> [Requirements]
A – From the forum post about Trump's cabinet, return the passage from "Let us try it" up to and including "just Trump's cabinet.".
B – According to the forum post about Trump's cabinet, which cabinet member's scandal led to his resignation?
C – Using the forum post about Trump's cabinet, explain why the post says it has been hard to keep up with the controversies involving EPA Administrator Scott Pruitt.

Let us try it this way:

HHS Secretary Tom Price was under investigation, and the scandal led to his resignation. Zinke is facing more than one investigation. VA Secretary David Shulkin is under investigation. Treasury Secretary Steve Mnuchin is under investigation. U.S. Ambassador to the United Nations Nikki Haley was investigated for violating the Hatch Act. EPA Administrator Scott Pruitt has been caught up in so many controversies, it's been genuinely difficult to keep up with all of them. Attorney General Jeff Sessions has faced accusations of lying under oath about his interactions with Russian officials during the campaign.

And that's just Trump's cabinet.


(Benen↱)

It is rather quite easy to brutalize Republicans and conservatives when they keep doing this. For all we hear them bawl about this, that, and the other, over and over again we see that the problem isn't actually what they're complaining about. To wit, if their decades of bawling about corruption and government waste and fraud actually meant anything, why do conservatives elect corruption, and government waste and fraud?

When Republicans and conservatives say government doesn't work, it's a promise. We ought to regard it as something of a threat instead of pretending antisocial behavior is some manner of virtue.
____________________

Notes:

Benen, Steve. "Widespread corruption allegations add to Trump World's troubles". msnbc. 5 October 2017. msnbc.com. 5 October 2017. http://on.msnbc.com/2xVJTMV
 
Didn't think it would in '16, either, but a bunch of embittered white supremacists and misogynists elected Donald Trump, so there you go.
And it's that attitude that will screw you in the the next election, Tiassa.
 
And it's that attitude that will screw you in the the next election, Tiassa.

Maybe.

But, you know, for a lot of us it just feels like it did before. Back to the future. The one thing we're not going to do is simply give over; some of us actually give a fuck about other people, you know.
 
Maybe.

But, you know, for a lot of us it just feels like it did before. Back to the future. The one thing we're not going to do is simply give over; some of us actually give a fuck about other people, you know.
Nothing wrong with caring for other people, Tiassa. What's your plan for saving the world?
 
And it's that attitude that will screw you in the the next election, Tiassa.

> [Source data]

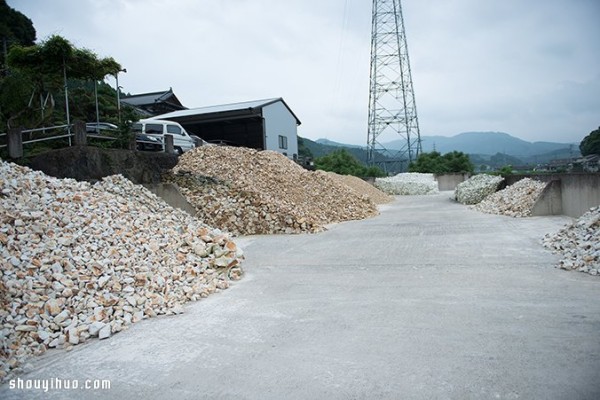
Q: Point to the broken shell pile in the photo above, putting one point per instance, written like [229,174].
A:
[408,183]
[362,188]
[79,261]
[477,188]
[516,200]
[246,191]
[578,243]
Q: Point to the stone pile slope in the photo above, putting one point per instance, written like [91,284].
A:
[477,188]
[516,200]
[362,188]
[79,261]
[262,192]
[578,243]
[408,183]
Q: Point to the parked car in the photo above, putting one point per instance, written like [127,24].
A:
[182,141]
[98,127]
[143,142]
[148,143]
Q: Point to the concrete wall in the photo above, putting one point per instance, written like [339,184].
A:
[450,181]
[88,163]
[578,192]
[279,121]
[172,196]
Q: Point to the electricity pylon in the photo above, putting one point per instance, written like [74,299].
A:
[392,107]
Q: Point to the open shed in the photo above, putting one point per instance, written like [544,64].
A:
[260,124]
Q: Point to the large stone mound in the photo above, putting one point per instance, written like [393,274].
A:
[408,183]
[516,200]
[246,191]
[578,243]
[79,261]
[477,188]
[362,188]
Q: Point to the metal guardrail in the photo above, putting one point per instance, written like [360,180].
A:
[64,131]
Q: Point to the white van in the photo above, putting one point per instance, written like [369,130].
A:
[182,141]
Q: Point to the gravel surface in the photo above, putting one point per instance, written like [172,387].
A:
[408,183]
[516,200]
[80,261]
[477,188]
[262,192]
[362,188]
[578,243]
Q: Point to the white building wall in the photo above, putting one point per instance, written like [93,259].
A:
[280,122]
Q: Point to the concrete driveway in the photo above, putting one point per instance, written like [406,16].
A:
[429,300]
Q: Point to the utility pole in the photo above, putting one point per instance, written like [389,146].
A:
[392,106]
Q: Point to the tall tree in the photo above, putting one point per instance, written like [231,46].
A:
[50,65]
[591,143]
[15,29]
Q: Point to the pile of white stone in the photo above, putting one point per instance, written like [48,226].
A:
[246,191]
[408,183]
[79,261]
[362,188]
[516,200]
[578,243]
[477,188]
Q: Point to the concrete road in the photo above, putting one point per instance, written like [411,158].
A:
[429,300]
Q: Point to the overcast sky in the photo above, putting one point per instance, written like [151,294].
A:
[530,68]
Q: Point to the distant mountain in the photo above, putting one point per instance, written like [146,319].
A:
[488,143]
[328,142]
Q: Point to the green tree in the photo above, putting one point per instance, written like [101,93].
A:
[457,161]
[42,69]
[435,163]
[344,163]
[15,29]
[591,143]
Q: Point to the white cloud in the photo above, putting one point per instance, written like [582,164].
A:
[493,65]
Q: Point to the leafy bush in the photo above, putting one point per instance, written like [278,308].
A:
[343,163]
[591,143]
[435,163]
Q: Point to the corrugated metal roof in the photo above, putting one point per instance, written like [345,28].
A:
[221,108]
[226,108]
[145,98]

...

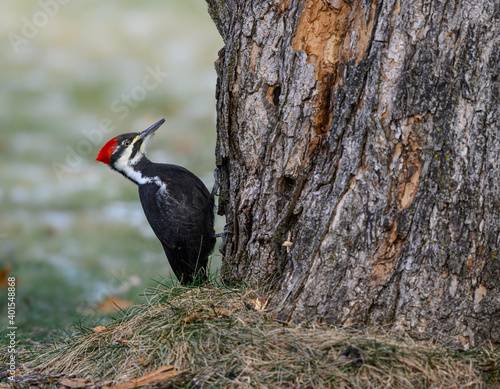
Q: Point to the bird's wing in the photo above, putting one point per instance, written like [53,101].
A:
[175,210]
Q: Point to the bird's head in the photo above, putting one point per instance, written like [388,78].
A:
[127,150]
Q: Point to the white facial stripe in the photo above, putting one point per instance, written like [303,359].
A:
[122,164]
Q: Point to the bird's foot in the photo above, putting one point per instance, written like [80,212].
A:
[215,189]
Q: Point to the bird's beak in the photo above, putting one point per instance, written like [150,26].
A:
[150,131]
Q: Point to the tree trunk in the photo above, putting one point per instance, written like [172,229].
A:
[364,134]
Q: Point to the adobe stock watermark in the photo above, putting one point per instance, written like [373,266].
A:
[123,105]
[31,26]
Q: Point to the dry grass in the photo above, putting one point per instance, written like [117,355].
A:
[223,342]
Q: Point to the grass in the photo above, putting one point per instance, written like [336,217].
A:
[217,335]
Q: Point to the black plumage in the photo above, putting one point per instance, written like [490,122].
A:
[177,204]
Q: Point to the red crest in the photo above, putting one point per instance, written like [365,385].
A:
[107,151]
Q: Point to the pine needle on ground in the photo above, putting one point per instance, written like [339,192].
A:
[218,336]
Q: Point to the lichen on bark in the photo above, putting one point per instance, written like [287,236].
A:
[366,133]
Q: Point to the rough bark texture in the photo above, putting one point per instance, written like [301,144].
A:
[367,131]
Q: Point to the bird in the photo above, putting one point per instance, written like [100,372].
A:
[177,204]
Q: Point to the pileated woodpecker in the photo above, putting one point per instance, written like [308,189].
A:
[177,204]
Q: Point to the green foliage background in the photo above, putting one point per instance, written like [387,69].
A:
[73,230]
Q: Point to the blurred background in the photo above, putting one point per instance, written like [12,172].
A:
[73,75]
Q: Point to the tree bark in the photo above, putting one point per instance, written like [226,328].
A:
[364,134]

> [Solutions in order]
A –
Let us try it this way:

HHS Secretary Tom Price was under investigation, and the scandal led to his resignation. Zinke is facing more than one investigation. VA Secretary David Shulkin is under investigation. Treasury Secretary Steve Mnuchin is under investigation. U.S. Ambassador to the United Nations Nikki Haley was investigated for violating the Hatch Act. EPA Administrator Scott Pruitt has been caught up in so many controversies, it's been genuinely difficult to keep up with all of them. Attorney General Jeff Sessions has faced accusations of lying under oath about his interactions with Russian officials during the campaign.

And that's just Trump's cabinet.

B – HHS Secretary Tom Price.

C – Pruitt has been caught up in so many controversies that it has been genuinely difficult to keep up with all of them.